> [Input]:

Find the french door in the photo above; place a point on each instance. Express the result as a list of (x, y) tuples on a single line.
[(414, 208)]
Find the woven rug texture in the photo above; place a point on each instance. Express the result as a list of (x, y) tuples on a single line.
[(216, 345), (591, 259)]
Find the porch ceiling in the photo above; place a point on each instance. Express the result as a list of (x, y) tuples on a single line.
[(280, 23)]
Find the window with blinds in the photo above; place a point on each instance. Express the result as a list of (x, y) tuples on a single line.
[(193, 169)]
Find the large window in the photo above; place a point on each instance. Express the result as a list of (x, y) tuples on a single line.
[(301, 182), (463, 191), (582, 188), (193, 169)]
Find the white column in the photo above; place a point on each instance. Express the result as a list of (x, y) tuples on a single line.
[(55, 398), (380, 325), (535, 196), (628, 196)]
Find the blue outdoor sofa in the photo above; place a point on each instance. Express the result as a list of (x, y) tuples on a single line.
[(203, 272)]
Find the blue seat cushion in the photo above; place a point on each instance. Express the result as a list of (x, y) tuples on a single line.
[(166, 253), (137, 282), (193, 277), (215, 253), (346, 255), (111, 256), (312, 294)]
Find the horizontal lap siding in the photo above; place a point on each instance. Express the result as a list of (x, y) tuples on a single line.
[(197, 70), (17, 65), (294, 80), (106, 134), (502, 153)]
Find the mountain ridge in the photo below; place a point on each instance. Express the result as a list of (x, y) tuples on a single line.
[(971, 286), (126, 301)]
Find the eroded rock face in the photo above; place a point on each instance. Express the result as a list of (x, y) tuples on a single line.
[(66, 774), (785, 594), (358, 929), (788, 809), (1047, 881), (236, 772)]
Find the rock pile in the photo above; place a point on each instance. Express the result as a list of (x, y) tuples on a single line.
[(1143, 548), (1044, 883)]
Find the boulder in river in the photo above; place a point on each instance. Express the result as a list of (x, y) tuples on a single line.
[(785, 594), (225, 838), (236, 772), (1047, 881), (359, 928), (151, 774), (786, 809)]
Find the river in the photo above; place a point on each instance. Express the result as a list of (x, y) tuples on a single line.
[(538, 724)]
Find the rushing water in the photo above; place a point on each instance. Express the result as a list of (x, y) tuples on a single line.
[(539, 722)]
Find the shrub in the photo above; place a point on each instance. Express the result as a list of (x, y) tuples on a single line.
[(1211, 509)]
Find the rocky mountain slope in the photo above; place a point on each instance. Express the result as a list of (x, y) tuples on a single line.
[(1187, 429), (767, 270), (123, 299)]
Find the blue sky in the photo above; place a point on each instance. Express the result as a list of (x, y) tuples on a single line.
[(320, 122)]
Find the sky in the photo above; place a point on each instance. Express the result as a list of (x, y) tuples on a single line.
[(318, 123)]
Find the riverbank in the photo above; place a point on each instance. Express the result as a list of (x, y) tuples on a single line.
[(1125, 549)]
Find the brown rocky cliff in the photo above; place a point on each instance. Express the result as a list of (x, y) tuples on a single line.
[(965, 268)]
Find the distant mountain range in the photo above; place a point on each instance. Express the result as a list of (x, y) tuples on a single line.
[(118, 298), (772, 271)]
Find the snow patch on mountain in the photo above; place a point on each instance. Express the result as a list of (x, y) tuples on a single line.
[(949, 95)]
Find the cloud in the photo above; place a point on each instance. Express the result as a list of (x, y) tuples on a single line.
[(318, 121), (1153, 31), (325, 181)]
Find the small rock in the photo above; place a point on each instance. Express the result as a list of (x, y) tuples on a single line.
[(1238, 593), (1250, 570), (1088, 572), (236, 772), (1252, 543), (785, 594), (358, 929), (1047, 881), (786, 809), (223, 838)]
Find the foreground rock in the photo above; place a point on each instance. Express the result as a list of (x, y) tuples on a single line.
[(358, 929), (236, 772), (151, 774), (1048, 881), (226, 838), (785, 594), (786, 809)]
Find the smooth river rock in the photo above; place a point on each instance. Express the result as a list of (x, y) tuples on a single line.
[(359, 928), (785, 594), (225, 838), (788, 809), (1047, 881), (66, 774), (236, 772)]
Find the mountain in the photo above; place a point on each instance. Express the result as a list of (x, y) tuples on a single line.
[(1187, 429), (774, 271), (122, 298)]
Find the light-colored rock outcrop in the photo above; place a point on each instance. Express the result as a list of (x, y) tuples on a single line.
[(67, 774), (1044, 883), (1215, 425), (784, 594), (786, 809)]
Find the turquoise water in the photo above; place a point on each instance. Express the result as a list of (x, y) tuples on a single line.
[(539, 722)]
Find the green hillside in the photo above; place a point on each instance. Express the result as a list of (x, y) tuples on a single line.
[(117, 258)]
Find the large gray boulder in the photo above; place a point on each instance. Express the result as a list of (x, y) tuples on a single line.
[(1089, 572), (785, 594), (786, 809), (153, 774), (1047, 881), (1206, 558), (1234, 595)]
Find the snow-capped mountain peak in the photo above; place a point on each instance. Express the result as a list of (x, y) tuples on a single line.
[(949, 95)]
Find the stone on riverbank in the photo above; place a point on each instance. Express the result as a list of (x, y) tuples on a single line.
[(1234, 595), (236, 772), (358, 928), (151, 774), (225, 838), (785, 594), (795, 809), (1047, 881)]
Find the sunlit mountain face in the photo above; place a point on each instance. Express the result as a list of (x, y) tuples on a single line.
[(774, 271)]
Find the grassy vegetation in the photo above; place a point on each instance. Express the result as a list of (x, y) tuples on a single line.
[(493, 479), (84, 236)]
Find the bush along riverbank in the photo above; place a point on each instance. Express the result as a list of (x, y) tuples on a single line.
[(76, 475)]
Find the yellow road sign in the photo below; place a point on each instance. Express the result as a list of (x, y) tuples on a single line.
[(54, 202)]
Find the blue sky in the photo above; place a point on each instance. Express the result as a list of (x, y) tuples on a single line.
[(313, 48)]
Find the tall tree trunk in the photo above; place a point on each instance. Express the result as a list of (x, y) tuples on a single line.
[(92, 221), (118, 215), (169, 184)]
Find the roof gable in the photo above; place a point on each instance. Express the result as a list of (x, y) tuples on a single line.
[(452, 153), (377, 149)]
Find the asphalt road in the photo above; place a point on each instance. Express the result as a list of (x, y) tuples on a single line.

> [Request]:
Update the listing by replacing "place a point on each instance" with "mark every instance with a point" everywhere it appears, leaving everything else unchanged.

> [Result for this exercise]:
Find the french door in the photo above; mark every instance with a point. Express the result as a list of (x, y) tuples on a single line.
[(414, 208)]
Find the woven rug texture in the photo above; mark every instance with a point. Express the result as a list of (x, y) tuples on a single line.
[(216, 345), (591, 259)]
Find the porch ceiling in the photo above; mark every instance with a point. Express the result as a list of (x, y) tuples on a single line.
[(280, 23)]
Find the window with blinds in the photo above; mark every instance with a point. Express the result as a list of (x, y) tuples on a single line.
[(193, 169)]
Find the large window in the photo above; mark every instance with a point. Express the result as a list of (x, y) tuples on a single line.
[(301, 182), (463, 191), (582, 188), (193, 169)]
Find the white column in the photo above; mark every instance with a point. Express the result as a list of (x, y) tuples on a single line.
[(55, 398), (380, 325), (535, 196), (628, 196)]
Find the blue outdoor sofa in the photo above; mark every instance with a point. Express the result as a list of (x, y) tuples on a single line.
[(203, 272)]
Find the blue seat cushion in the photo above; mark every instance with a point. Express the result as a list of (x, y) tuples on a single line.
[(166, 253), (137, 282), (193, 277), (215, 253), (346, 255), (111, 256), (312, 294)]
Find the horizontal lap siding in the photo above; mark every instance with a point. Express the result as a list of (x, y) tuples on a single line.
[(197, 70), (17, 65), (294, 80), (106, 134), (502, 153)]
Find the mountain ridge in the photo below; mark every instance with a point. Express the result as a list of (x, y) tuples on a single line.
[(971, 286), (126, 301)]
Find the eroded rock face in the photo above; mark every instance with a point. Express the result as a list of (x, y) tuples on a single line.
[(66, 774), (785, 594), (358, 929), (788, 809), (1047, 881), (236, 772)]
Find the rock pile in the photo above; mark every instance with a point. Express the result as a list of (x, y) tuples on a single line.
[(1143, 548), (1044, 883)]
Find the boulder in river in the photo above; mark every instance with a point. Express the result as a list of (x, y) tuples on a single line.
[(785, 594), (225, 838), (236, 772), (1047, 881), (359, 928), (151, 774), (786, 809)]
Find the river in the photo above; mark every instance with a point. Express the result as a list of (x, y) tuples on a single line.
[(538, 724)]
Find the rushing water in the photo above; mark every instance with a point. Express the result as a list of (x, y) tuples on a single line.
[(539, 722)]
Find the shrub in the photo above; mark every instance with a point. Express the result as a list of (x, y) tuples on a single line.
[(1211, 509)]
Find the rocky mountain slope in the photo above; mark every instance with a point. Express the result as a list of (x, y) tuples on a single line.
[(1187, 429), (767, 270), (123, 299)]
Find the blue sky in the photo above; mark every instance with a point. Express the result as a list of (x, y) tuples on a single line.
[(320, 122)]
Find the sky in the photo above; mark every instance with a point. Express the result as a list of (x, y) tuples on a single line.
[(318, 123)]
Find the riverbank in the photo above; mark every instance with a point. Express the result as a list of (x, y) tuples on a single line.
[(1125, 549)]
Find the brown rocky cliff in the photo above; mark every instance with a point. Express the result as a list of (x, y) tuples on a single line.
[(965, 268)]
Find the distant mountain range in the photo above; mark every instance with a point. Express the result as a list of (x, y) tuples on a single line.
[(118, 298), (772, 271)]
Find the snow patch on mountain in the photo above; mark every instance with a point. Express the result as a list of (x, y) tuples on a single line.
[(949, 95)]
Find the cloud in the photo above; mark every instance with a point. Express the result as a list of (x, y) tuples on a single line.
[(318, 121), (1153, 31), (325, 181)]
Find the small rock in the photo above; mark every instance with a point. Express the result as a list of (x, y) tuples on a single line.
[(1238, 593), (1250, 570), (1088, 572), (236, 772), (1252, 543), (785, 594), (358, 929), (1047, 881), (786, 809), (223, 838)]
Find the foreground rock in the photo above; mark every instance with a point. Express the result as a list of (x, y) tuples on a single line.
[(358, 929), (236, 772), (151, 774), (1048, 881), (226, 838), (785, 594), (786, 809)]
Find the smooth river rock in the photo above; mark every instance with a point. Express the result as a list of (x, y) tuples on a single line.
[(359, 928), (785, 594), (225, 838), (788, 809), (1047, 881), (66, 774), (236, 772)]
Find the mountain in the photo above; mark every instance with a point. Express the result as a list of (x, y) tuples on a single line.
[(1187, 429), (774, 271), (122, 298)]
Find the light-colored rock outcrop in the photo above; mark every instance with a point. Express the result as a list of (x, y) tuples on a single line.
[(67, 774), (1044, 883), (1215, 425), (784, 594), (786, 809)]
Find the turquoise water in the photo above; mark every instance with a point. Express the result as a list of (x, y) tuples on a single line.
[(539, 722)]
Find the green hillside in the photo above; mark every instance with a point. Express the result as a list of (x, y) tuples on a single line.
[(117, 258)]
Find the large gray boulder in the photo above; mark every instance with a point. Express the result as a list of (x, y) tuples on a single line.
[(1089, 572), (785, 594), (786, 809), (153, 774), (1047, 881), (1206, 558), (1234, 595)]
Find the snow-capped mountain peak in the photo above; mark every instance with a point. Express the result as a list of (x, y) tuples on a single line.
[(949, 95)]
Find the stone on riverbank in the photo above; mark every instance with a point. Express the result as a list of (x, y) tuples on a single line.
[(1234, 595), (236, 772), (358, 928), (151, 774), (225, 838), (785, 594), (795, 809), (1047, 881)]
Find the sunlit mountain face in the photo above; mark every instance with a point. Express the result as a list of (x, y) tuples on a single line.
[(774, 271)]
Find the grassy vegetation in the photo above; mark every instance with a point. Express the result as a list of (x, y) tuples on a single line.
[(493, 479), (84, 236)]
Find the bush along riverbank in the photo above; mark every instance with a point. Express the result as a list of (x, y) tuples on a single line.
[(76, 475)]
Find the yellow road sign in the photo below; mark every instance with a point. Express the result as a list of (x, y) tuples on a single line.
[(54, 202)]
Find the blue sky in the photo above; mark every instance with a point. Express the result as a list of (x, y) tuples on a single line.
[(313, 48)]
Find the tall tree trunk in the photo above; mark every instance with a point. Express the result as a list of (x, y) tuples on a single line.
[(92, 221), (118, 215), (169, 184)]
Find the roof gable in the photo above; mark every instance with a point. Express the result as a list of (x, y) tuples on a single line.
[(452, 153), (377, 149)]
Find the asphalt road in the photo above; mark every instance with a point. Express the result as a list of (x, y) tuples on a single line.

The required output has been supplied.